Telemedizin und künstliche Intelligenz (KI) verändern den Aufgabenbereich des Kinder- und Jugendarztes. Das spezifische Fachwissen kann durch künstliche Intelligenz teilweise geleistet werden. Der Kinderarzt muss entscheiden, welche Empfehlungen und Schlussfolgerungen der KI richtig sind und welche dem Patienten in seiner individuellen Situation am besten gerecht werden. Die Telemedizin beschleunigt den Fachaustausch von Expertenwissen des Schwerpunktpädiaters mit dem Erfahrungswissen des Allgemeinpädiaters.
Um eine flächendeckende und bedarfsgerechte, patientenorientierte Versorgung gewährleisten zu können, müssen die medizinischen Ansprüche und die ärztlichen Kompetenzen schon in die Ausbildung integriert werden und die berufspolitischen Voraussetzungen für die Umsetzung gegeben sein.

▬▬▬▬▬▬

- [Aufgaben]:
- 1) Beantworte anhand des Textes über Telemedizin und KI in der Kinderheilkunde diese Fragen:
(a) Wer muss entscheiden, welche Empfehlungen und Schlussfolgerungen der KI richtig sind?
(b) Wessen Wissen wird durch die Telemedizin schneller ausgetauscht?
(c) Wo sollen die medizinischen Ansprüche und ärztlichen Kompetenzen schon integriert werden?
- 2) Nenne alle ärztlichen Berufsbezeichnungen, die im Text über Telemedizin und KI in der Kinderheilkunde vorkommen.

[Datensatzeinträge]
▬▬▬▬▬▬

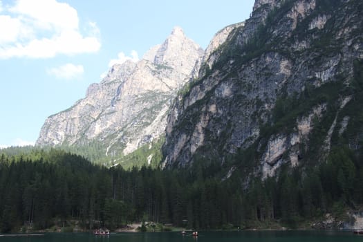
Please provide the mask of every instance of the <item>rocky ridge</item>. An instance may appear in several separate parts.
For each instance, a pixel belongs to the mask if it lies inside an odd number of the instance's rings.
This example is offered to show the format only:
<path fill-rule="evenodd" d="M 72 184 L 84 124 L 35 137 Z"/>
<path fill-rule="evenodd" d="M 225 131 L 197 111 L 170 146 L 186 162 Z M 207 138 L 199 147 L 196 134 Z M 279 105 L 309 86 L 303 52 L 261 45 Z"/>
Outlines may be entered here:
<path fill-rule="evenodd" d="M 252 160 L 248 176 L 267 178 L 306 162 L 308 153 L 326 157 L 335 131 L 342 136 L 350 122 L 339 113 L 351 94 L 334 88 L 351 85 L 353 63 L 363 59 L 362 8 L 355 0 L 256 1 L 174 104 L 164 167 L 218 162 L 233 171 Z M 315 149 L 318 122 L 326 133 Z"/>
<path fill-rule="evenodd" d="M 171 100 L 203 51 L 179 27 L 136 63 L 115 64 L 72 107 L 50 116 L 37 145 L 103 144 L 106 156 L 127 154 L 164 133 Z"/>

▬▬▬▬▬▬

- [Lösungen der Reihe nach]:
- 1)
(a) Der Kinderarzt.
(b) Das Expertenwissen des Schwerpunktpädiaters und das Erfahrungswissen des Allgemeinpädiaters.
(c) In die Ausbildung.

- 2) Kinder- und Jugendarzt, Kinderarzt, Schwerpunktpädiater, Allgemeinpädiater